* Start *
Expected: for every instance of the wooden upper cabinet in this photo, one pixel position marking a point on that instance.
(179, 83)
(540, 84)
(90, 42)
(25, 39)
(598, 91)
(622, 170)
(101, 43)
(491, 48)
* End *
Rewrite all of the items with "wooden upper cabinet" switched to "overhead storage cabinet", keeping every other word and number unchanged.

Expected: for every instance of the overhead storage cabinet in this photo, one pixel position marking a point on that instance.
(179, 83)
(540, 84)
(90, 42)
(25, 39)
(598, 91)
(622, 170)
(101, 43)
(491, 48)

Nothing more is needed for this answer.